To be done:
(A) Answer these questions about the abstract on molecular intercalation, marking each answer with the same numeral:
(i) How many Scopus citations does the page show?
(ii) Which molecule's intercalation causes MoS2 to change from the 2H phase to the 1T phase?
(iii) Who is marked as the corresponding author?
(B) The abstract on molecular intercalation closes by naming layered materials whose intercalation the platform can monitor. List every one of those materials.

In Situ Probing Molecular Intercalation in Two-Dimensional Layered Semiconductors

Qiyuan He, Zhaoyang Lin, Mengning Ding, Anxiang Yin, Udayabagya Halim, Chen Wang, Yuan Liu, Hung Chieh Cheng, Yu Huang, Xiangfeng Duan*

*Corresponding author for this work

Research output: Contribution to journalArticlepeer-review

87 Citations (Scopus)

Abstract

The electrochemical molecular intercalation of two-dimensional layered materials (2DLMs) produces stable and highly tunable superlattices between monolayer 2DLMs and self-assembled molecular layers. This process allows unprecedented flexibility in integrating highly distinct materials with atomic/molecular precision to produce a new generation of organic/inorganic superlattices with tunable chemical, electronic, and optical properties. To better understand the intercalation process, we developed an on-chip platform based on MoS2 model devices and used optical, electrochemical, and in situ electronic characterizations to resolve the intermediate stages during the intercalation process and monitor the evolution of the molecular superlattices. With sufficient charge injection, the organic cetyltrimethylammonium bromide (CTAB) intercalation induces the phase transition of MoS2 from semiconducting 2H phase to semimetallic 1T phase, resulting in a dramatic increase of electrical conductivity. Therefore, in situ monitoring the evolution of the device conductance reveals the electrochemical intercalation dynamics with an abrupt conductivity change, signifying the onset of the molecule intercalation. In contrast, the intercalation of tetraheptylammonium bromide (THAB), a branched molecule in a larger size, resulting in a much smaller number of charges injected to avoid the 2H to 1T phase transition. Our study demonstrates a powerful platform for in situ monitoring the molecular intercalation of many 2DLMs (MoS2, WSe2, ReS2, PdSe2, TiS2, and graphene) and systematically probing electronic, optical, and optoelectronic properties at the single-nanosheet level.

Supplied entries:
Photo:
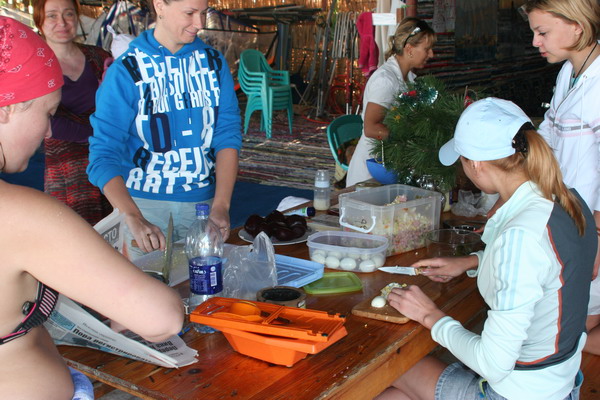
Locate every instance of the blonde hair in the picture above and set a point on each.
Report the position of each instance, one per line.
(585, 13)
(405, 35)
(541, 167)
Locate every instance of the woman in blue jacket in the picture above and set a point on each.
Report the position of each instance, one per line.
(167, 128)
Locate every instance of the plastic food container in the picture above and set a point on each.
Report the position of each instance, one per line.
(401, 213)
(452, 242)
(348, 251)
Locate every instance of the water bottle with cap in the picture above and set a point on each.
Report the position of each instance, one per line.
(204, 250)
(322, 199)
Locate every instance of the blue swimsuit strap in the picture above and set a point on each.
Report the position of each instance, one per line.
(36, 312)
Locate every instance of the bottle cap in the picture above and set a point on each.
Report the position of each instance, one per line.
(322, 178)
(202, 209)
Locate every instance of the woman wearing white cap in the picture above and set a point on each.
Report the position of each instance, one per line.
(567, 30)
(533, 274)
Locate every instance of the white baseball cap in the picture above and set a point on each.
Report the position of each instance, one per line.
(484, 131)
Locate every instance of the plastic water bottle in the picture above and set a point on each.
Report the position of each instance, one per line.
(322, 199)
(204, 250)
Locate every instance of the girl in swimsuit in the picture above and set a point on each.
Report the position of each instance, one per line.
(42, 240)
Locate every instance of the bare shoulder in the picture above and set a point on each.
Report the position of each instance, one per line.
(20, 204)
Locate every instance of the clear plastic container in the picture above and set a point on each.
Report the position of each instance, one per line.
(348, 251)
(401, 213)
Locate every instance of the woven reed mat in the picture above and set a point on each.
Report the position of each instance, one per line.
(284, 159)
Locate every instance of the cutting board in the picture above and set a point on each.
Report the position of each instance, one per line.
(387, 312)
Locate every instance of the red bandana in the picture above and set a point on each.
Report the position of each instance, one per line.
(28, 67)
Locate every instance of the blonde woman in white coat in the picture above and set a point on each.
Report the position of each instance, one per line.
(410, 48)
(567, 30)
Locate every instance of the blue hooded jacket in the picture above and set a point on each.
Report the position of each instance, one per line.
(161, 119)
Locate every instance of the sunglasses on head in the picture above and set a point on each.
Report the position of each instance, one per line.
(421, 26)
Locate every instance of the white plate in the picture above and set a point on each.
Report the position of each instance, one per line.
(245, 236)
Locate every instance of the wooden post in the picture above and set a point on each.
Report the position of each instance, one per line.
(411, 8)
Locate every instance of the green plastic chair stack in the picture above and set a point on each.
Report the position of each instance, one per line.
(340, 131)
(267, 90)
---
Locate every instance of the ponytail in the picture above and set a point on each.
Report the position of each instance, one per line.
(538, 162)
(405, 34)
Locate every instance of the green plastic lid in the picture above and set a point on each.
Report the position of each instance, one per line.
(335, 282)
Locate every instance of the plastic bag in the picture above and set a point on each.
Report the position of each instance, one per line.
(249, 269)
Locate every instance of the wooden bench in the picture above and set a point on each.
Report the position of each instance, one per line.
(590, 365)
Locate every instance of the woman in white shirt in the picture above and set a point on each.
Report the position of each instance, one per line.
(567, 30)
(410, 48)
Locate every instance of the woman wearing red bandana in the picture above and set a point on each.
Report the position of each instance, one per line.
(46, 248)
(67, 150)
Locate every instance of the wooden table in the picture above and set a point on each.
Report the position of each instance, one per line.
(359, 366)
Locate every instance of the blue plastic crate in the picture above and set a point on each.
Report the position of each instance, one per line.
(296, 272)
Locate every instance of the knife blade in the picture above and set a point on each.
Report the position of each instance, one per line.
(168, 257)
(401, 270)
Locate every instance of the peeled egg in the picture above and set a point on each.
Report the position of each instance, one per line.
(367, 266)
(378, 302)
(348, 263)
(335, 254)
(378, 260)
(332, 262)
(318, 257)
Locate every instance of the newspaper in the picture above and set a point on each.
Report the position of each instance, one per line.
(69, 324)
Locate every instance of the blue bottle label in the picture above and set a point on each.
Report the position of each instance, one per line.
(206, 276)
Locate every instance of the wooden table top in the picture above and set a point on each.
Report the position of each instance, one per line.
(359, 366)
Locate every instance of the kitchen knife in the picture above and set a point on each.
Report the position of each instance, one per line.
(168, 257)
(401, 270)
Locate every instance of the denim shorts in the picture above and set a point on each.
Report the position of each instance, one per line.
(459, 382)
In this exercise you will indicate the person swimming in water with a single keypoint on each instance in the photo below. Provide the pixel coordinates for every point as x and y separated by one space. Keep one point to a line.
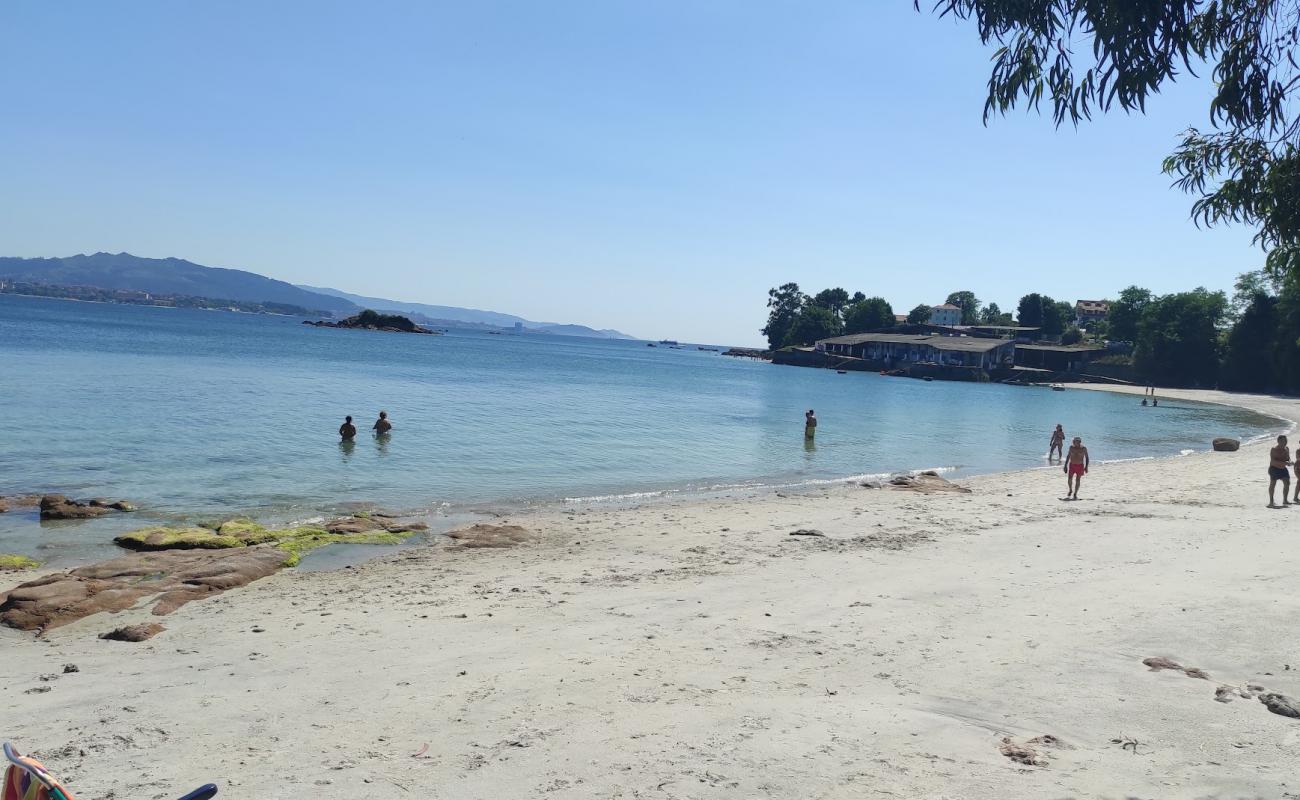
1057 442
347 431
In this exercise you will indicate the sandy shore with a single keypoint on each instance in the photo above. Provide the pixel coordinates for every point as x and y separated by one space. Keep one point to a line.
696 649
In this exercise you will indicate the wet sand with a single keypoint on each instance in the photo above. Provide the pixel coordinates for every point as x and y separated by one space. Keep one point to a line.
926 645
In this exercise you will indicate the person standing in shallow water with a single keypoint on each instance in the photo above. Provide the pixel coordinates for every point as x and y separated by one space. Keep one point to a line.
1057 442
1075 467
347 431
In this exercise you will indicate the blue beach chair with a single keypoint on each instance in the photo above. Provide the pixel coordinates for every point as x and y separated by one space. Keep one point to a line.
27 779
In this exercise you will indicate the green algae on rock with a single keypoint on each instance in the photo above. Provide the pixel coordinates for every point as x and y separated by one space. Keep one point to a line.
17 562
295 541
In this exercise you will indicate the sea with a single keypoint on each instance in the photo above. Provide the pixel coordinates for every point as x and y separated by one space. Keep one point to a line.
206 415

Results of the exercise:
(A)
(i) 87
(ii) Cetyltrimethylammonium bromide (CTAB)
(iii) Xiangfeng Duan

(B) MoS2, WSe2, ReS2, PdSe2, TiS2, graphene